[Natural language region descriptions]
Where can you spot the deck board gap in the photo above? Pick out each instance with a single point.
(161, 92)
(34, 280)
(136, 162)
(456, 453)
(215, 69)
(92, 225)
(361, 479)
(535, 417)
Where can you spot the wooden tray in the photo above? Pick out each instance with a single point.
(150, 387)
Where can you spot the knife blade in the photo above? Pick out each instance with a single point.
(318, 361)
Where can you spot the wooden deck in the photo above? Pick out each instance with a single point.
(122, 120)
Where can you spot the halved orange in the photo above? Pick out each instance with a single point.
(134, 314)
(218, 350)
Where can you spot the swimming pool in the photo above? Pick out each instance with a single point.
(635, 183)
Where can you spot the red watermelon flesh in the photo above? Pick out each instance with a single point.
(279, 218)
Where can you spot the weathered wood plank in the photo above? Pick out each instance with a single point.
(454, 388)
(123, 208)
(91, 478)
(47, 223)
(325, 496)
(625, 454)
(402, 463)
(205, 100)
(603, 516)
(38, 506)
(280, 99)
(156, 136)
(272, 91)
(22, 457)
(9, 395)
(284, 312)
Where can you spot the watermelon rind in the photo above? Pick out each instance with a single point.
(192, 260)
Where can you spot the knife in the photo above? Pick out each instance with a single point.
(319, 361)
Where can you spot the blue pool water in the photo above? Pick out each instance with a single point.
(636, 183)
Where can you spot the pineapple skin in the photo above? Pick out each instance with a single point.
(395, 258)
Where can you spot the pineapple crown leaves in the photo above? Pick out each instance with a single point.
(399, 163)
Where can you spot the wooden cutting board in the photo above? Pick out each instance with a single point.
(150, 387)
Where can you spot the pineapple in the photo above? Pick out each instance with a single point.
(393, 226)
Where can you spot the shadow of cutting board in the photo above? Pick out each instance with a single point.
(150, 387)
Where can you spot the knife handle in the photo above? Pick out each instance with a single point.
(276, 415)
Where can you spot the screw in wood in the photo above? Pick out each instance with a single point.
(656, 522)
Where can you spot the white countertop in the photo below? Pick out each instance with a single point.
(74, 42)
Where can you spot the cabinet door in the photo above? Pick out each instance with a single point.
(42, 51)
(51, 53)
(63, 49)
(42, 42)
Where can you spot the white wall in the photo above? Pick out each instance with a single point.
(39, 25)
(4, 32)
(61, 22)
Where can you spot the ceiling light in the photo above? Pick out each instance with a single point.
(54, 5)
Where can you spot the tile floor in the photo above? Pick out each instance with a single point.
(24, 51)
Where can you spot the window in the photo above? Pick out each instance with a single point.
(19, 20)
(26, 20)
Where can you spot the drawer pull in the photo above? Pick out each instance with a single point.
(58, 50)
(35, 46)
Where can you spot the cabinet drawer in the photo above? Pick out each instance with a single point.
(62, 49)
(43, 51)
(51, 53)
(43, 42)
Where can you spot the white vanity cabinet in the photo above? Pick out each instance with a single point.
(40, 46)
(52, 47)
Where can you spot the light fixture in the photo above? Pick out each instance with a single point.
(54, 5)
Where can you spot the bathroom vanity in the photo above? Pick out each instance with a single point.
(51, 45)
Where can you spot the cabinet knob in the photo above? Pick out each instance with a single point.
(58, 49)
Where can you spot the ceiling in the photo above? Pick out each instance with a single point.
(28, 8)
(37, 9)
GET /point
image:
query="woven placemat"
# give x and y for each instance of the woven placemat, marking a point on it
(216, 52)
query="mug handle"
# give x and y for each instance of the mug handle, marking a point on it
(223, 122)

### PROBLEM DESCRIPTION
Please reproduce the records above in their entirety, exactly as given.

### ANSWER
Where can you spot the deck board gap in the photo above? Pick out each instance with a single point.
(161, 92)
(34, 280)
(136, 162)
(456, 453)
(215, 69)
(92, 225)
(361, 479)
(535, 417)
Where can you spot the wooden tray in the photo above? Pick out each instance with a single point.
(150, 387)
Where can you spot the knife blade in the photo above? Pick out each instance with a single point.
(318, 361)
Where can you spot the wooden deck in the photo above? Pick out each instance with a single point.
(122, 120)
Where can you spot the halved orange in the photo above? Pick out each instance with a single point.
(134, 314)
(218, 350)
Where can you spot the swimming pool in the photo above? Pick out each instance with a single point.
(635, 183)
Where can you spot the red watermelon flesh in the photo above? Pick out each instance with a single point.
(279, 218)
Where can you spot the weathered wood plank in the photo above? Pick out each instance with a single point.
(454, 388)
(123, 208)
(91, 478)
(47, 223)
(325, 496)
(625, 454)
(402, 463)
(205, 100)
(603, 516)
(38, 506)
(280, 99)
(156, 136)
(272, 91)
(22, 457)
(9, 395)
(284, 312)
Where can you spot the watermelon rind in the photo above? Pick out each instance with a single point.
(192, 260)
Where can you spot the knife in the photo above? Pick out each instance with a single point.
(319, 361)
Where can you spot the blue pool water in the photo above? Pick out each instance with a single point.
(636, 183)
Where can you spot the pineapple skin in the photo above? Pick out each instance with a single point.
(395, 258)
Where can you spot the pineapple crown leaves in the photo above? Pick out each instance with a single point.
(399, 163)
Where can you spot the wooden cutting board in the photo above? Pick out each instance with a single point.
(150, 387)
Where can you spot the pineapple in the photo above? Pick out each instance with a single point.
(393, 226)
Where can you spot the shadow of cutting board in the photo above? Pick out each instance with a single point.
(150, 387)
Where can you spot the knife handle in the photo above? Pick out each instance with a single point.
(276, 415)
Where can you spot the screw in wood in the photo above? Pick out each instance with a single point.
(656, 522)
Where can you spot the white countertop in the photo below? Pick out each instance with a single point.
(74, 42)
Where can you spot the cabinet door in the photo above? Pick out each instance with a single point.
(42, 51)
(51, 53)
(63, 49)
(42, 42)
Where can you spot the white wall in the photo above? Pick out each instance with a single point.
(39, 25)
(4, 32)
(61, 22)
Where can you spot the ceiling light in the photo above? Pick out each instance with a single point.
(54, 5)
Where can you spot the tile floor in the photo above? Pick out each instance with a single point.
(24, 51)
Where can you spot the window in the photo above? Pick out each instance with a single point.
(19, 20)
(26, 20)
Where can you spot the drawer pull in the photo above? Pick out each instance with a single point.
(58, 50)
(35, 46)
Where can you spot the cabinet drawer in the photo above? Pick out each instance with a single point.
(62, 49)
(43, 51)
(51, 53)
(43, 42)
Where can you spot the white vanity cabinet in the photo above? Pick out each instance with a single point.
(40, 46)
(52, 47)
Where can you spot the light fixture in the photo above? Pick out each instance with a single point.
(54, 5)
Where can you spot the bathroom vanity in the photo above? Pick out each instance with a single point.
(51, 45)
Where can you spot the cabinet knob in the photo above? Pick out each instance with a single point.
(58, 49)
Where can you spot the ceiling in the photo above? Pick out each instance with a single point.
(28, 8)
(37, 9)
GET /point
image:
query="woven placemat"
# give x and y for each instance of the woven placemat, marking a point on it
(216, 52)
query="mug handle"
# give x and y for each instance of the mug handle, marking a point on it
(223, 122)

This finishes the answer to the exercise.